What the exercise asks:
Convert the stretch of lines from the one containing "Locate every instance of the blue" through the last line into a numbered list, leaving out any blank lines.

Items from a data source:
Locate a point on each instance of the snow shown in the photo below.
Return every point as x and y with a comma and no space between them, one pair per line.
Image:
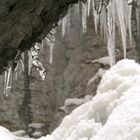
112,114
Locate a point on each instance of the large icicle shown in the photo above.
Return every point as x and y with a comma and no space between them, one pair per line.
111,32
84,17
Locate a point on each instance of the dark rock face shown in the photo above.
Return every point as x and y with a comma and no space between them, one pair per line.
23,22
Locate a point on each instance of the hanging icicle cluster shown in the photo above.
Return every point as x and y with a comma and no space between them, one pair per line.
109,15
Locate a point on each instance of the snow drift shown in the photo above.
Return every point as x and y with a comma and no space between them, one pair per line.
113,114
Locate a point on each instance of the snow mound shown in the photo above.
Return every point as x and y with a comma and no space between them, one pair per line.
114,113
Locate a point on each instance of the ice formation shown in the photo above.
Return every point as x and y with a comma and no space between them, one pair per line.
109,15
113,114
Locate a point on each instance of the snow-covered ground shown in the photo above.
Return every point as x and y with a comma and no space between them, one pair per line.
113,114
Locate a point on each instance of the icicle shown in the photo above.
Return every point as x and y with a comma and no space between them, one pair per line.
88,6
138,18
103,23
96,17
76,11
8,79
111,33
51,42
121,17
84,17
129,24
30,62
64,21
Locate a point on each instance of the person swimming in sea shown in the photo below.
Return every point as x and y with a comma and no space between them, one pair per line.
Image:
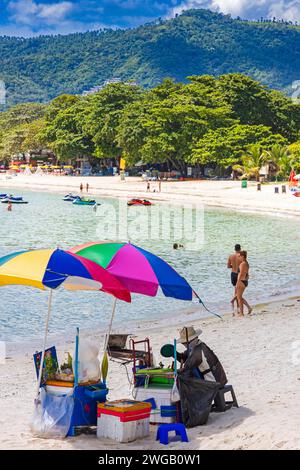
177,245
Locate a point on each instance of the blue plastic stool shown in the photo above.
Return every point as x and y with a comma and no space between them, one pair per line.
163,432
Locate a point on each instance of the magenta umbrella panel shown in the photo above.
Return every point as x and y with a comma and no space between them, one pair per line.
138,270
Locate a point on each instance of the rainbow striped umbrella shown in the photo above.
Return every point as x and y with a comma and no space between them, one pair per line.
56,268
139,270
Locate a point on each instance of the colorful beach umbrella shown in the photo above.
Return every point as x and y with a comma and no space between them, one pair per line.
51,269
54,268
138,270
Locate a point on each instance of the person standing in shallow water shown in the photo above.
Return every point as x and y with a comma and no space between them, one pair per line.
233,263
242,283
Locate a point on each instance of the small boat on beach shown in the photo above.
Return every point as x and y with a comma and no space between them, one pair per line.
70,197
82,201
139,202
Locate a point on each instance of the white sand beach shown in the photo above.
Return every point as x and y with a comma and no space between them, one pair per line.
227,194
260,353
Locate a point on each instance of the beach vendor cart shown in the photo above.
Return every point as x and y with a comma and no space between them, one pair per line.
144,273
61,405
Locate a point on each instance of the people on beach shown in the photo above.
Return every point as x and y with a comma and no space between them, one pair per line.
242,282
233,263
199,359
176,246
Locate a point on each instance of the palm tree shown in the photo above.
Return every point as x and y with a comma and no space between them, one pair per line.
281,157
252,161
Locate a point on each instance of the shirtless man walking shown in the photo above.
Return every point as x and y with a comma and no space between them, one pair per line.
233,263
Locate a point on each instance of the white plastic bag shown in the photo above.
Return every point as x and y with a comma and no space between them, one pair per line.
52,415
175,392
88,362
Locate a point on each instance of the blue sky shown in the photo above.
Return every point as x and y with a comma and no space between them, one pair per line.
33,17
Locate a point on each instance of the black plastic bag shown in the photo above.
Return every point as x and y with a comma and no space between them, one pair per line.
196,397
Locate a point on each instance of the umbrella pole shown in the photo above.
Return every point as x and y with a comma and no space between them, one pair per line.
44,346
110,324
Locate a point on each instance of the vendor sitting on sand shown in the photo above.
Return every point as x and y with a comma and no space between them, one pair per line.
198,358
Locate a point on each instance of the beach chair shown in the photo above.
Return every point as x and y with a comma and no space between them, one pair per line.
118,352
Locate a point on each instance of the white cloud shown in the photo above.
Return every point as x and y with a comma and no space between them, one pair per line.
251,9
31,13
287,11
29,18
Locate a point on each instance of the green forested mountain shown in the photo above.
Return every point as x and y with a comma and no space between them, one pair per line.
194,43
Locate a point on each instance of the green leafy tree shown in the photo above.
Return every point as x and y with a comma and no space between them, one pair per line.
252,161
282,158
106,110
64,130
225,146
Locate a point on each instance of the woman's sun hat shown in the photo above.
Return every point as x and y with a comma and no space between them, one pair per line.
188,333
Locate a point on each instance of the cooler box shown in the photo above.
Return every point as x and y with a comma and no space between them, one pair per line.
123,420
163,410
85,405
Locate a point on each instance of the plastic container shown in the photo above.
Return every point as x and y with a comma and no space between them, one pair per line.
165,410
123,420
85,405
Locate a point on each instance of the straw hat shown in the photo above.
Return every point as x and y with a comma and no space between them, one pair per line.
188,333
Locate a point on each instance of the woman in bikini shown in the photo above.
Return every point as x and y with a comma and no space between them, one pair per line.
242,282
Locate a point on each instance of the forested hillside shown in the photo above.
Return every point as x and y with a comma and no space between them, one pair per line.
196,42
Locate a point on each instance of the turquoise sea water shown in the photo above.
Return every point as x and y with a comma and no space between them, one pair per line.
272,242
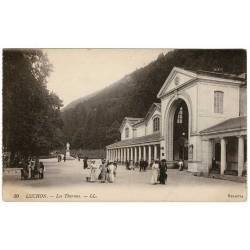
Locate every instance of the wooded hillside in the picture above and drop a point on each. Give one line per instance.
(94, 123)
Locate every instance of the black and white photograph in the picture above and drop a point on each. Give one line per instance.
(124, 124)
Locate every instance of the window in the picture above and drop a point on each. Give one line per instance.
(156, 124)
(180, 116)
(126, 132)
(218, 101)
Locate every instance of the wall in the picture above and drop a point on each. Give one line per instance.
(127, 125)
(243, 101)
(140, 130)
(149, 125)
(206, 115)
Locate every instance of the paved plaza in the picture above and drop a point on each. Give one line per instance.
(66, 181)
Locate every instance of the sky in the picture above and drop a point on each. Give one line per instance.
(79, 72)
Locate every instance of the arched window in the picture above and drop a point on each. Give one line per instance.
(180, 116)
(218, 101)
(126, 132)
(156, 124)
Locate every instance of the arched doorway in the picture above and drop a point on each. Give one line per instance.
(178, 126)
(180, 132)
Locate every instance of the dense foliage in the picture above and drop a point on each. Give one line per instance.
(31, 114)
(94, 122)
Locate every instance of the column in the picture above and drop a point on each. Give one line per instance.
(240, 155)
(121, 155)
(136, 160)
(155, 152)
(223, 156)
(124, 154)
(139, 148)
(207, 155)
(144, 153)
(128, 154)
(149, 154)
(131, 154)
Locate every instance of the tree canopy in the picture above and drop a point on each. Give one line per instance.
(93, 122)
(31, 113)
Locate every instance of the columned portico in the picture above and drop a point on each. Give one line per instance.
(240, 155)
(135, 159)
(144, 153)
(149, 154)
(139, 148)
(155, 152)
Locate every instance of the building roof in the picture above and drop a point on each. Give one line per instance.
(130, 120)
(152, 108)
(202, 74)
(237, 123)
(138, 140)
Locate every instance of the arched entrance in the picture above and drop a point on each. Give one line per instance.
(180, 133)
(177, 130)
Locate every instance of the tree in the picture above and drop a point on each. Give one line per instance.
(31, 114)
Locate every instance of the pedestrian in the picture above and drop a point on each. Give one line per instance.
(127, 165)
(36, 168)
(155, 172)
(30, 170)
(115, 169)
(181, 165)
(163, 171)
(104, 169)
(145, 165)
(111, 169)
(85, 162)
(92, 171)
(141, 164)
(41, 170)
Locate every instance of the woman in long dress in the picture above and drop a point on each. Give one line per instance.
(155, 172)
(92, 172)
(163, 171)
(111, 169)
(103, 168)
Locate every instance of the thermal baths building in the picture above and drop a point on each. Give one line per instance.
(201, 116)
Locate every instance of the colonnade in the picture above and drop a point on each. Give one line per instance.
(223, 164)
(134, 153)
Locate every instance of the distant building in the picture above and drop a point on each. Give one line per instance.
(201, 119)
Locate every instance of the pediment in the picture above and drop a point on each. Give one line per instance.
(177, 77)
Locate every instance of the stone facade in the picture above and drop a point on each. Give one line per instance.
(209, 99)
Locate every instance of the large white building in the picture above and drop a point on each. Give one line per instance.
(201, 118)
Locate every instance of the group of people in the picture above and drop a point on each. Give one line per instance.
(60, 158)
(159, 172)
(107, 171)
(32, 169)
(143, 165)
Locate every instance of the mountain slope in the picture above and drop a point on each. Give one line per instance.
(94, 122)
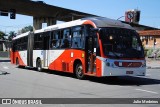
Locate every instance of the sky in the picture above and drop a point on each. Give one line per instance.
(150, 14)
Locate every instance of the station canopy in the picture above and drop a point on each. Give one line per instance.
(41, 9)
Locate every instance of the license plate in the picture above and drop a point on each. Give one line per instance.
(129, 72)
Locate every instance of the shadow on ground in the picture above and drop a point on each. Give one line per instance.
(123, 81)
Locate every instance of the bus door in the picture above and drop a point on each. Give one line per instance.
(30, 50)
(46, 48)
(90, 55)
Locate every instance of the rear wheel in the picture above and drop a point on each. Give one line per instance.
(39, 65)
(79, 71)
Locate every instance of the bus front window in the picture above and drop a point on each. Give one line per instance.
(121, 43)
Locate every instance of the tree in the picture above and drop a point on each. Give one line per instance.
(11, 35)
(2, 34)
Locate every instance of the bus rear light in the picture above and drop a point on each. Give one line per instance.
(120, 64)
(128, 64)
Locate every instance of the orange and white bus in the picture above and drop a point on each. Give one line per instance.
(90, 46)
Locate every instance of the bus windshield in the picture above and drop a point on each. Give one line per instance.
(121, 43)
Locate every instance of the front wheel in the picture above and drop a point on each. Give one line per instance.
(39, 65)
(79, 71)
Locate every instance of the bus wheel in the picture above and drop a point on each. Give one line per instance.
(39, 65)
(79, 71)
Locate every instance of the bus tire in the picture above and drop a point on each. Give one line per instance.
(39, 65)
(79, 71)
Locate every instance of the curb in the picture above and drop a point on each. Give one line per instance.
(152, 67)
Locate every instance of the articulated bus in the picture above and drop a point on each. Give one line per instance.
(95, 46)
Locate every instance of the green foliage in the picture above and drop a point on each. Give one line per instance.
(149, 52)
(2, 34)
(26, 29)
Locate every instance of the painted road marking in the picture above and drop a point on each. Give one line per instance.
(147, 91)
(5, 67)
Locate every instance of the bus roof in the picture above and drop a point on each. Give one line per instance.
(106, 22)
(98, 21)
(21, 35)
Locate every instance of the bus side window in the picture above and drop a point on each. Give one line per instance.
(38, 41)
(55, 40)
(78, 37)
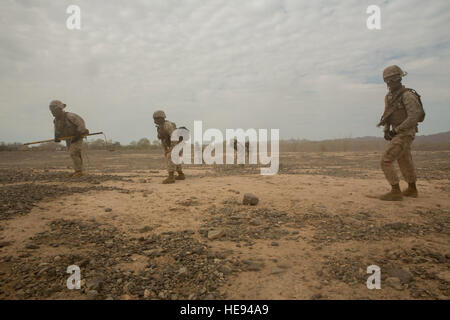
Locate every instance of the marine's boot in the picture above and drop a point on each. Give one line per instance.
(180, 176)
(169, 179)
(394, 195)
(411, 191)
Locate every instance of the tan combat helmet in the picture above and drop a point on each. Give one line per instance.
(159, 114)
(393, 71)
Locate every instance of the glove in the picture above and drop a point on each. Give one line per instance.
(76, 138)
(57, 133)
(392, 133)
(387, 135)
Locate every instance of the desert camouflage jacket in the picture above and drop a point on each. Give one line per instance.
(69, 125)
(165, 132)
(402, 111)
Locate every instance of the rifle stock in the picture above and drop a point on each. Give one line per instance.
(63, 138)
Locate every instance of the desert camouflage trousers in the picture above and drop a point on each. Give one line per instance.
(399, 149)
(75, 150)
(171, 166)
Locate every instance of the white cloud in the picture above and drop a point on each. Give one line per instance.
(310, 68)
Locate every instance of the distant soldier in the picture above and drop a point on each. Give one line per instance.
(69, 124)
(403, 110)
(165, 129)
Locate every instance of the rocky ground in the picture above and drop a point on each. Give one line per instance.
(226, 232)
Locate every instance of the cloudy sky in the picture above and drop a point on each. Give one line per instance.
(309, 68)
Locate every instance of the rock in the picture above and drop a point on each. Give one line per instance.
(437, 256)
(4, 244)
(215, 234)
(250, 199)
(182, 271)
(94, 284)
(253, 266)
(225, 269)
(403, 275)
(198, 249)
(256, 222)
(276, 270)
(145, 229)
(394, 283)
(92, 294)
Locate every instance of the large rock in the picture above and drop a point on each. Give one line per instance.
(250, 199)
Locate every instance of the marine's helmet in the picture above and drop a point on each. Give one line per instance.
(159, 114)
(393, 71)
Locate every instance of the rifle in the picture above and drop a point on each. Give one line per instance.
(63, 138)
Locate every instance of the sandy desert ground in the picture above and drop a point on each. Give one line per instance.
(316, 229)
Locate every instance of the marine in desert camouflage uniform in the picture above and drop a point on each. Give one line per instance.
(403, 111)
(69, 124)
(165, 129)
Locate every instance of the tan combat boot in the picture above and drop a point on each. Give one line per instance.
(169, 179)
(180, 176)
(394, 195)
(411, 191)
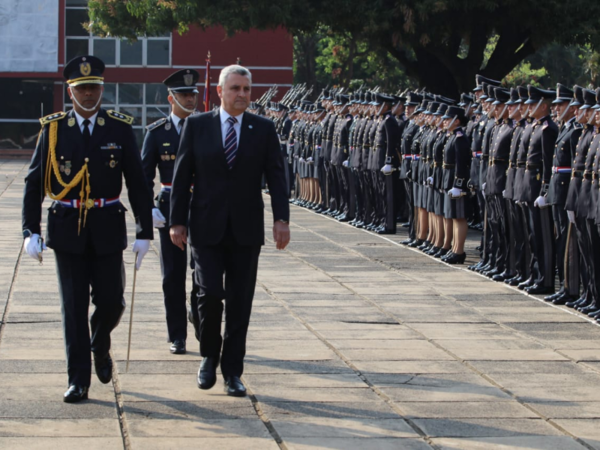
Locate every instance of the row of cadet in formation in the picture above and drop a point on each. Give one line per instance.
(520, 164)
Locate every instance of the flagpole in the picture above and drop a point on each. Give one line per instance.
(207, 85)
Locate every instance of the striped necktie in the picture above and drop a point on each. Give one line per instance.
(231, 142)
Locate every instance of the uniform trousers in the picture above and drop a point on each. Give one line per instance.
(105, 275)
(541, 240)
(225, 271)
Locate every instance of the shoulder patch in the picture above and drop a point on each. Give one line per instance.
(53, 117)
(156, 124)
(119, 116)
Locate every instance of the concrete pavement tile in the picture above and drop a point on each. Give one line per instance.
(527, 367)
(273, 366)
(192, 443)
(264, 382)
(46, 387)
(320, 427)
(57, 409)
(357, 443)
(425, 354)
(509, 443)
(568, 410)
(411, 367)
(465, 410)
(206, 428)
(60, 428)
(159, 387)
(189, 411)
(283, 394)
(64, 443)
(586, 429)
(485, 427)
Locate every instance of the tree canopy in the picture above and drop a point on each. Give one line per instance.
(440, 43)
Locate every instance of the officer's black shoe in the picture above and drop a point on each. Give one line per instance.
(537, 290)
(527, 283)
(178, 347)
(207, 374)
(103, 366)
(75, 394)
(456, 259)
(234, 387)
(442, 252)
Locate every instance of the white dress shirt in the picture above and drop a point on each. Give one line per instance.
(225, 125)
(81, 119)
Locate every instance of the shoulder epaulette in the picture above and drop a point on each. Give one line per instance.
(52, 117)
(156, 124)
(119, 116)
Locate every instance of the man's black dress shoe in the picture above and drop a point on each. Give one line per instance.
(75, 394)
(103, 366)
(537, 290)
(178, 347)
(456, 259)
(207, 374)
(234, 387)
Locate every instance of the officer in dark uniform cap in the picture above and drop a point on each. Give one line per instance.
(536, 181)
(159, 150)
(79, 162)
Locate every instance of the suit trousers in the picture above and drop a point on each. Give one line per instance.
(410, 207)
(541, 240)
(105, 274)
(237, 265)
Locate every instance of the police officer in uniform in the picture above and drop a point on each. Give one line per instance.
(159, 150)
(79, 162)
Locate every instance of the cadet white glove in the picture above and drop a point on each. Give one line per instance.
(31, 246)
(540, 202)
(158, 220)
(454, 193)
(387, 169)
(141, 247)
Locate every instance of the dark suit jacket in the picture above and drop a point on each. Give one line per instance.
(222, 197)
(113, 155)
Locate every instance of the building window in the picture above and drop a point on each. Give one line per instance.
(146, 103)
(145, 52)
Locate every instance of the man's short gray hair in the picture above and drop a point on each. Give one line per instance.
(234, 68)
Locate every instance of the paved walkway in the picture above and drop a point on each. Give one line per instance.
(355, 343)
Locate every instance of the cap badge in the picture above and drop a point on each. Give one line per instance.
(85, 69)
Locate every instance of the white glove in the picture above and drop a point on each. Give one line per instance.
(141, 247)
(158, 220)
(31, 246)
(540, 202)
(454, 193)
(387, 169)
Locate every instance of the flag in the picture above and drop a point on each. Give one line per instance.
(207, 85)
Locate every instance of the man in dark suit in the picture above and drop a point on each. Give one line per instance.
(159, 150)
(79, 162)
(225, 154)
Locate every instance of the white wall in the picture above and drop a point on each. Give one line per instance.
(28, 35)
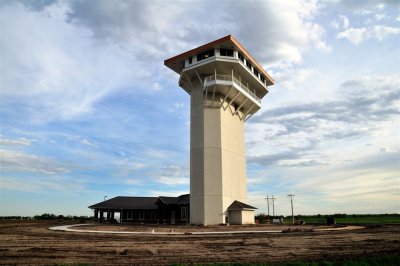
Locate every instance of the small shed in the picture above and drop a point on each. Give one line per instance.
(241, 213)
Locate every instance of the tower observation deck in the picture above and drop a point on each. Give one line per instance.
(226, 86)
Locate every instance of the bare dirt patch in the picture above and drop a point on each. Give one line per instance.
(32, 243)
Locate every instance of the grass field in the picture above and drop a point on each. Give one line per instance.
(388, 260)
(350, 219)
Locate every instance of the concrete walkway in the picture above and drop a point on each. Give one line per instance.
(70, 228)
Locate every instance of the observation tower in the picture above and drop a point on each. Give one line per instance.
(226, 86)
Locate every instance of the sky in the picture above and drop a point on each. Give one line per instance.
(88, 110)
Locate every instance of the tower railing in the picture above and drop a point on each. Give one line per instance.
(234, 80)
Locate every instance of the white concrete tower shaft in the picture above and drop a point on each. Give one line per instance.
(225, 84)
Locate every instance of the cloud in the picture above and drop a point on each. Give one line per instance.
(15, 142)
(128, 22)
(358, 35)
(172, 175)
(106, 47)
(88, 143)
(20, 162)
(294, 134)
(41, 184)
(342, 23)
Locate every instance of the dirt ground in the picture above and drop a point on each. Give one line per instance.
(32, 243)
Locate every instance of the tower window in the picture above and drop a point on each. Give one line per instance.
(248, 64)
(255, 72)
(205, 55)
(226, 52)
(241, 57)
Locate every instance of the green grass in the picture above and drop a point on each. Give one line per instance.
(351, 219)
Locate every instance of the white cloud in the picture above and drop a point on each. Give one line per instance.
(21, 162)
(88, 143)
(380, 16)
(41, 184)
(342, 23)
(171, 181)
(358, 35)
(15, 142)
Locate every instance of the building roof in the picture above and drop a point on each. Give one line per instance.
(182, 199)
(176, 63)
(140, 202)
(237, 205)
(127, 203)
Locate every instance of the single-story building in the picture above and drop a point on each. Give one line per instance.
(162, 210)
(158, 210)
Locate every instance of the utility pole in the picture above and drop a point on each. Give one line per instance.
(273, 205)
(267, 204)
(291, 202)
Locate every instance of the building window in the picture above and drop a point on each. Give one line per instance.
(241, 57)
(205, 55)
(248, 64)
(130, 215)
(141, 215)
(184, 213)
(226, 52)
(255, 72)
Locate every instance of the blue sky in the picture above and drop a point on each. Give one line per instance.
(88, 109)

Answer in full:
1. Locate every instance of the blue sky in the picture above and drop a point on each. Give one line per instance.
2. (88, 109)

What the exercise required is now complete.